The task - Convert the material below into a Markdown table with the columns Row and Line, giving each line its own numbered row and leaving out blank lines. Include only the lines starting with the line that contains "girl in blue" and going on through the line that contains "[1300,332,1456,765]", with both of those lines included.

┌──

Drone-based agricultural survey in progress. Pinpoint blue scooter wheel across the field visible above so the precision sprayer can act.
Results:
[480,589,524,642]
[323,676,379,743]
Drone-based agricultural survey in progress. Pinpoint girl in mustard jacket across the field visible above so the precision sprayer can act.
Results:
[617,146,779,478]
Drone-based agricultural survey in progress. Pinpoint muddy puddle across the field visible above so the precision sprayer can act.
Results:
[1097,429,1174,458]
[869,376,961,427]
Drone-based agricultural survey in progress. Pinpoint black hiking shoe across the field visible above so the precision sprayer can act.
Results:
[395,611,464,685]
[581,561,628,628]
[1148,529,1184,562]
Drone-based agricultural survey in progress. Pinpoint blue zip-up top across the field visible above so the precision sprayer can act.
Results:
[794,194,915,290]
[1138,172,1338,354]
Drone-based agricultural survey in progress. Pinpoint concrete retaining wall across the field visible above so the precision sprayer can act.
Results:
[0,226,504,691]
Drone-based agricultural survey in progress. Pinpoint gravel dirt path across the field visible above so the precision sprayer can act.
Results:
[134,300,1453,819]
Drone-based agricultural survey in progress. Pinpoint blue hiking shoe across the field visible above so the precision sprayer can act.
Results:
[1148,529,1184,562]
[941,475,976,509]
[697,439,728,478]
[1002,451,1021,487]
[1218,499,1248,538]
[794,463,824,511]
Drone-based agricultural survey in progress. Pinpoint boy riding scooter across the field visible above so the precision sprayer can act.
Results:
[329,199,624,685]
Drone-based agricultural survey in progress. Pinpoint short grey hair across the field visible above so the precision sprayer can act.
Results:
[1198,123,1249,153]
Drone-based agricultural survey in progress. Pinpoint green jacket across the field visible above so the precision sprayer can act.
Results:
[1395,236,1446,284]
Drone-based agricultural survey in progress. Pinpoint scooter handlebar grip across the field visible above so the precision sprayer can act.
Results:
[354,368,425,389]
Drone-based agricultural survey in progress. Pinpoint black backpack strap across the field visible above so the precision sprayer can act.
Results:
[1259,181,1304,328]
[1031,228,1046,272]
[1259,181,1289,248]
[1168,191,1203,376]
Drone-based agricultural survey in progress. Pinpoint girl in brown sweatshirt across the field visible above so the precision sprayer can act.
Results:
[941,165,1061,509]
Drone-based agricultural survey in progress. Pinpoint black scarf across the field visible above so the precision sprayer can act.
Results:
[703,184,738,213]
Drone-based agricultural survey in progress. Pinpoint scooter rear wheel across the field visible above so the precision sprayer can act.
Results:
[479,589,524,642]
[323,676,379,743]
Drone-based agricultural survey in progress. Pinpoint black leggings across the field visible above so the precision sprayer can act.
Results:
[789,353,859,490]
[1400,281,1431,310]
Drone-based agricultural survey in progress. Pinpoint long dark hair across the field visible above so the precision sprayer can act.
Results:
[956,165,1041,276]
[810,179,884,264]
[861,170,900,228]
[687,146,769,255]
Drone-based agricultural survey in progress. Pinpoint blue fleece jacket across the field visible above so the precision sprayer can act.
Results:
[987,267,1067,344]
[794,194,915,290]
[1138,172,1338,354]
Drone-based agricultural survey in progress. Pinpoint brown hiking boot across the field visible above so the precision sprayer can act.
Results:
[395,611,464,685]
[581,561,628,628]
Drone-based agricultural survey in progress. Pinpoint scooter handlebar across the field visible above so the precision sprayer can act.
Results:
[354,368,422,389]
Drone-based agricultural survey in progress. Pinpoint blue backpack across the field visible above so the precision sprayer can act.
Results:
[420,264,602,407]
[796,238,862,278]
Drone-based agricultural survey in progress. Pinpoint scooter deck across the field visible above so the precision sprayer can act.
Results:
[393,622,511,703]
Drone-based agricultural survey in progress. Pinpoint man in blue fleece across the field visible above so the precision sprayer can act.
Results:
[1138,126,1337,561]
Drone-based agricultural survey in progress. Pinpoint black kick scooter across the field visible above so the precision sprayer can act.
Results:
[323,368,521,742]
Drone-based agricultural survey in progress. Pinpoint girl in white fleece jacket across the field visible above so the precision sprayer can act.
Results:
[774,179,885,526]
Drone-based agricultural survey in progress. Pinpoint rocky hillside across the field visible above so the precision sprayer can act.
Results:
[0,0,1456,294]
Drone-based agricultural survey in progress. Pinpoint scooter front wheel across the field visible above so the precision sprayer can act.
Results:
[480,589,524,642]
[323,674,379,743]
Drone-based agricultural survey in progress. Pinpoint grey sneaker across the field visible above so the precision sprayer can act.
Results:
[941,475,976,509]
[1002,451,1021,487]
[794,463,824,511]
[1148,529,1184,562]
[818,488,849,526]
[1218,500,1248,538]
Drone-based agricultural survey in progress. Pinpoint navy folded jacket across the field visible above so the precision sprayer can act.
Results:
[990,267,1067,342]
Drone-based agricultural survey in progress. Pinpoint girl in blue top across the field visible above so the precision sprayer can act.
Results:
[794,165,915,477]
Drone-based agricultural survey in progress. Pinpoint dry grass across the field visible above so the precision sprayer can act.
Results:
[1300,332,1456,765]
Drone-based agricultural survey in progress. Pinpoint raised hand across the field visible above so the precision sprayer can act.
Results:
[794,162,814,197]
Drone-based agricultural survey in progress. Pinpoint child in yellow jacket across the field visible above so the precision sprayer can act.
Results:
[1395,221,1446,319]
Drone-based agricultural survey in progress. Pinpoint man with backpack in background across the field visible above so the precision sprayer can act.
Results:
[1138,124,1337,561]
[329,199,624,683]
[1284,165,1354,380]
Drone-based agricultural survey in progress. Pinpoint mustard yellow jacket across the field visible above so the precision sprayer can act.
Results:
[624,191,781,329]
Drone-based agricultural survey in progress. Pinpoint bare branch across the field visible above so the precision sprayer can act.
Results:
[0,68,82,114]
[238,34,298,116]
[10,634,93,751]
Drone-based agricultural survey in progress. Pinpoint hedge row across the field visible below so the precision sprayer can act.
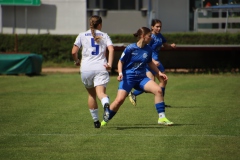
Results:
[0,33,240,62]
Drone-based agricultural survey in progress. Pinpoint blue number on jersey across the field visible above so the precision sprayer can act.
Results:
[91,38,99,55]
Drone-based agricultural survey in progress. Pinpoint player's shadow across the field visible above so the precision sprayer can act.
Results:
[110,123,198,130]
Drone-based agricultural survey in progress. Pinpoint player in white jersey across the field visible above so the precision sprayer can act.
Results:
[72,16,114,128]
[101,27,173,126]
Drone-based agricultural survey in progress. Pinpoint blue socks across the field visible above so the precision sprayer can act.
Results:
[161,87,165,97]
[155,102,165,113]
[133,90,144,96]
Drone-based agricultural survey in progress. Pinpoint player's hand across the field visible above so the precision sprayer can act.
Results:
[74,59,80,66]
[104,63,112,70]
[153,61,160,66]
[159,72,168,81]
[171,43,177,48]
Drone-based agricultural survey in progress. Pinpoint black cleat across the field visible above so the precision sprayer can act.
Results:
[94,121,101,128]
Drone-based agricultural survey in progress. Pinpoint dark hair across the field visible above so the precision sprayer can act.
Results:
[151,19,162,26]
[133,27,151,39]
[89,15,102,43]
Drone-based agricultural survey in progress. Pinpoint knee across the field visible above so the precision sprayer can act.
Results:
[115,98,125,106]
[154,87,163,96]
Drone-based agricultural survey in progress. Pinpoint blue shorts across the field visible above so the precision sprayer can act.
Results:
[118,77,151,93]
[146,61,165,75]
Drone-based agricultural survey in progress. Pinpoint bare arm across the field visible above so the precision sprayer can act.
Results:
[163,43,176,49]
[72,45,80,66]
[148,61,168,81]
[117,60,123,81]
[104,45,114,70]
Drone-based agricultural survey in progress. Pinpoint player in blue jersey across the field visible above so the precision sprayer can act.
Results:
[101,27,173,126]
[72,16,114,128]
[128,19,176,107]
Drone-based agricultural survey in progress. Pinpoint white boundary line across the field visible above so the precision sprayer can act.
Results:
[0,133,240,137]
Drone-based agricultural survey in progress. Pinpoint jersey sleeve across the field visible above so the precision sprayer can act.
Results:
[74,34,82,48]
[161,34,167,43]
[106,34,113,46]
[149,37,159,50]
[119,46,131,62]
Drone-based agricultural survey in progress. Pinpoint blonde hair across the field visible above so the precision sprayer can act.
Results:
[89,15,102,43]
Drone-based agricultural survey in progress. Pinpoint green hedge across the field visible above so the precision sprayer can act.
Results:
[0,33,240,63]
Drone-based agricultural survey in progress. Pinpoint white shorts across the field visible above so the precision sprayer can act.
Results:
[81,71,109,88]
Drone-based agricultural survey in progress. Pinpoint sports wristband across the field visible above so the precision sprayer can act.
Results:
[74,59,80,64]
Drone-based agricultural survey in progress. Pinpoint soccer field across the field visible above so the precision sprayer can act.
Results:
[0,73,240,160]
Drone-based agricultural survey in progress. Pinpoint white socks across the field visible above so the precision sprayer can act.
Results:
[158,112,165,118]
[89,109,98,122]
[101,97,109,107]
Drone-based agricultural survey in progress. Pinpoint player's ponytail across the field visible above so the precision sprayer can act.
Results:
[89,15,102,43]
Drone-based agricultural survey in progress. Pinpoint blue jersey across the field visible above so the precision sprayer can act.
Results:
[120,43,152,79]
[149,33,167,61]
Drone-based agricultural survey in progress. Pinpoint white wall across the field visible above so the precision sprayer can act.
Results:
[153,0,189,32]
[101,11,147,34]
[2,0,86,34]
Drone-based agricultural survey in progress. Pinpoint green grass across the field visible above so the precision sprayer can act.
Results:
[0,73,240,160]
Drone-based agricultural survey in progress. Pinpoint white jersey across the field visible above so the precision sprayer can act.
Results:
[74,30,112,72]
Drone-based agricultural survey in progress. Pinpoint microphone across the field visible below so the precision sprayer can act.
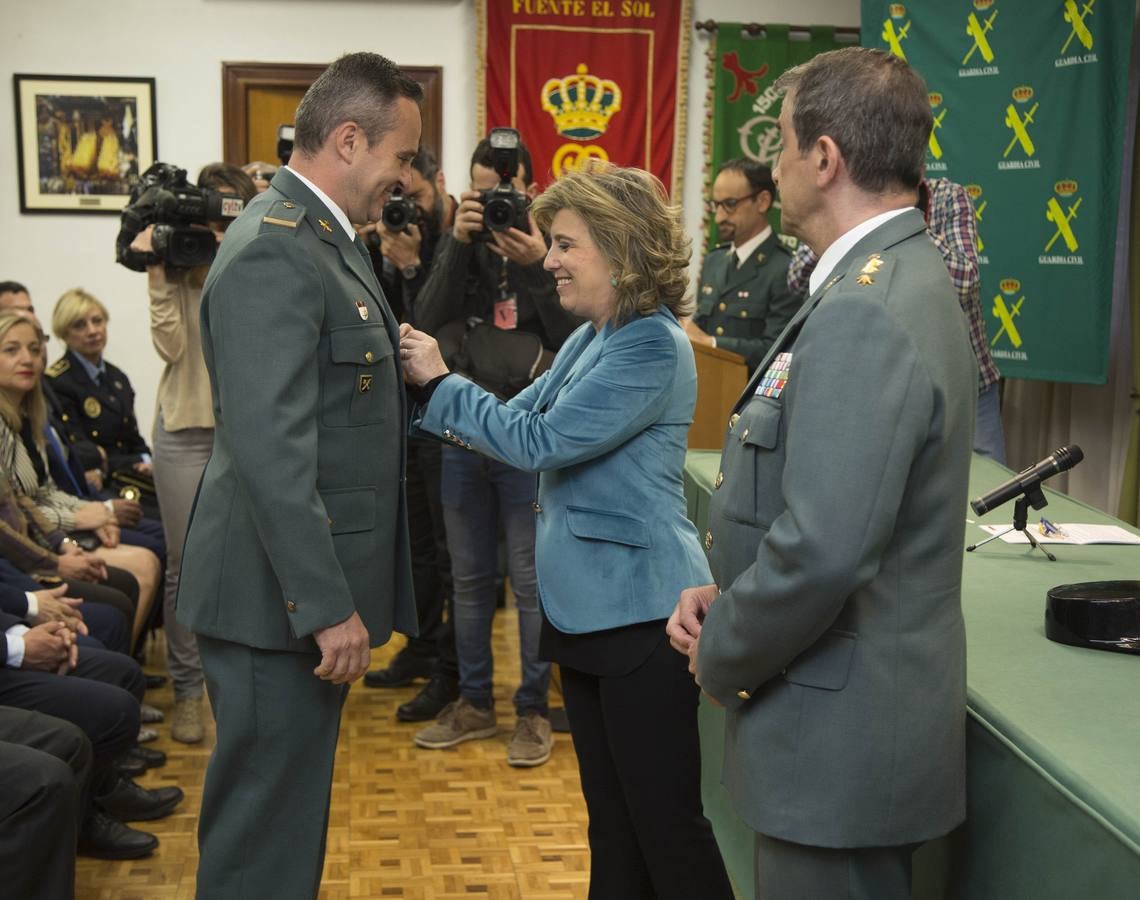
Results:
[970,444,1084,516]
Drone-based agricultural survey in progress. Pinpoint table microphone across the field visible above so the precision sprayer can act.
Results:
[970,444,1084,516]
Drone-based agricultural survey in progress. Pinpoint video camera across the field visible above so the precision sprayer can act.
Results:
[115,162,245,271]
[471,128,530,241]
[380,188,421,232]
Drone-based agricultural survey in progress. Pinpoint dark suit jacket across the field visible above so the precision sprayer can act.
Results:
[178,169,416,650]
[698,210,978,846]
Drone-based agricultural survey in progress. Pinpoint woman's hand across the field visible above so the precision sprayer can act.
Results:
[75,501,115,532]
[95,525,119,546]
[59,548,107,582]
[400,325,449,387]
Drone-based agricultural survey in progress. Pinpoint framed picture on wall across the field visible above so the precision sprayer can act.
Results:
[13,74,158,213]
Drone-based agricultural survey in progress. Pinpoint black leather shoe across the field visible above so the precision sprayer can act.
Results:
[396,678,459,722]
[95,775,182,821]
[115,747,166,776]
[364,651,432,688]
[76,810,158,859]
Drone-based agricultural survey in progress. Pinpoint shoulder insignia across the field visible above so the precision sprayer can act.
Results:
[48,356,71,378]
[261,200,304,232]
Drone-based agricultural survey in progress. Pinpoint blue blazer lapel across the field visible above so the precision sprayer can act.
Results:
[535,325,610,413]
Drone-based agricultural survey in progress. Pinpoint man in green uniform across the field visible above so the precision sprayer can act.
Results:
[668,47,978,900]
[178,52,423,900]
[685,159,804,372]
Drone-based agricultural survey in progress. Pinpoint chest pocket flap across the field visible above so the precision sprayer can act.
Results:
[567,506,650,549]
[740,398,783,449]
[328,323,396,366]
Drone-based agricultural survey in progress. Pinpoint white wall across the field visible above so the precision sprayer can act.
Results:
[0,0,860,435]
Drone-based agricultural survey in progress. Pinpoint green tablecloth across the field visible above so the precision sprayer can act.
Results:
[685,451,1140,900]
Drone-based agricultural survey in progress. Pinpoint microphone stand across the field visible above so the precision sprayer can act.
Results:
[966,483,1057,562]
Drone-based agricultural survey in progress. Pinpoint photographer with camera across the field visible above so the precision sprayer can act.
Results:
[357,147,459,722]
[415,128,580,765]
[124,162,258,744]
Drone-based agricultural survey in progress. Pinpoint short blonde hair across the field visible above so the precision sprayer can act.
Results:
[51,287,111,343]
[531,163,694,326]
[0,313,48,447]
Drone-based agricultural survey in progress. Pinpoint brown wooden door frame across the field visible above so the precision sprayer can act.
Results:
[221,63,443,165]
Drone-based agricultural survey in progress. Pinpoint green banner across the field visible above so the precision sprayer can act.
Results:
[705,22,850,248]
[862,0,1135,384]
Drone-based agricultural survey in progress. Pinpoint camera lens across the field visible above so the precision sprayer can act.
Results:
[483,197,514,232]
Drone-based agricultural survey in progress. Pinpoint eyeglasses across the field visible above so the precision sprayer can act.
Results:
[705,190,760,212]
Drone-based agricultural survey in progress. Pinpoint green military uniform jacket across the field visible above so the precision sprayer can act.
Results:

└──

Result for this task -
| Row | Line |
|---|---|
| 1 | Drone-based agricultural survey in progress. Pinpoint girl in blue top across the field visible above so the precision sprayer can act. |
| 2 | Results: |
| 3 | [794,165,915,477] |
| 4 | Drone-based agricultural survey in progress. Pinpoint dry grass across the field visible above so the precision sprayer can act. |
| 5 | Results: |
| 6 | [1300,332,1456,765] |